***** RECORDS SUPPLIED
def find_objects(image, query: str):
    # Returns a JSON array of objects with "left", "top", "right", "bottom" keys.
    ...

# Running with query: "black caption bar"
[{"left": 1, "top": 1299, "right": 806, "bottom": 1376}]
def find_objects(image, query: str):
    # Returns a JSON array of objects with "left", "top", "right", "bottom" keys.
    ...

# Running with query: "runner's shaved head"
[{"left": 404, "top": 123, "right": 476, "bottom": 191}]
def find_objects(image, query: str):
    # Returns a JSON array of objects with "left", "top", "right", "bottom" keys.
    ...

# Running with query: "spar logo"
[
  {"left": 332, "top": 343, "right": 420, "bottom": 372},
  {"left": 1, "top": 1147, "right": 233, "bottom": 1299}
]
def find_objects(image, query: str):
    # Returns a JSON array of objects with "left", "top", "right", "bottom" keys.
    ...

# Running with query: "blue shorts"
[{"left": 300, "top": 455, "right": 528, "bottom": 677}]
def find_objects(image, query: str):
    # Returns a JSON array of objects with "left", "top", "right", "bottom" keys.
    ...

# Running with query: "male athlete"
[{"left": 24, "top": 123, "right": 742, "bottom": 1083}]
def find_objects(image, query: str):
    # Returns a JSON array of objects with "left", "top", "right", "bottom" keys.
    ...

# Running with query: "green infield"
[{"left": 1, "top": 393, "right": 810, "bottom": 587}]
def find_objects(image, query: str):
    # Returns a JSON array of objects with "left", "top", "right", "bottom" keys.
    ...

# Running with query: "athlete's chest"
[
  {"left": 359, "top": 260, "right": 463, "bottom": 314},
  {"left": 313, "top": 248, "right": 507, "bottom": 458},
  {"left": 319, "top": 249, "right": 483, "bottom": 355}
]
**********
> **WORK INSTRUCTIONS**
Repeat the data verbatim.

> **SOLUTION**
def find_objects(image, query: str):
    # Returns a JSON array of objects with "left", "top", "right", "bottom" keys.
    ...

# Running with query: "black caption bar"
[{"left": 1, "top": 1299, "right": 806, "bottom": 1376}]
def find_objects(image, query: str):
    # Returns a JSON array of objects with "left", "top", "right", "bottom" keys.
    ...

# Running with query: "runner's shaved head"
[{"left": 404, "top": 123, "right": 476, "bottom": 191}]
def find_objects(image, query: str):
    # Returns a JSON array of objects with "left", "top", "right", "bottom" keys.
    ...

# Running with query: "spar logo"
[
  {"left": 332, "top": 343, "right": 420, "bottom": 372},
  {"left": 1, "top": 1147, "right": 233, "bottom": 1299}
]
def find_objects(image, query: str):
    # Returns a JSON array of objects with "left", "top", "right", "bottom" keys.
    ...

# Running with query: "blue shorts"
[{"left": 300, "top": 455, "right": 528, "bottom": 677}]
def find_objects(image, query: str):
    # Returns a JSON array of objects with "left", "top", "right", "bottom" keys.
    ...

# Running with query: "male athlete"
[{"left": 24, "top": 123, "right": 742, "bottom": 1083}]
def find_objects(image, query: str):
    # Returns a JSON array of objects with "left", "top", "right", "bottom" keys.
    ...

# Running with query: "green infield"
[{"left": 1, "top": 393, "right": 810, "bottom": 587}]
def find_objects(image, query: str):
    # Returns a JSON array of objects with "left", "top", "right", "bottom" keys.
    ...

# Running with query: "athlete's chest"
[
  {"left": 359, "top": 260, "right": 463, "bottom": 314},
  {"left": 313, "top": 248, "right": 507, "bottom": 458},
  {"left": 319, "top": 249, "right": 483, "bottom": 355}
]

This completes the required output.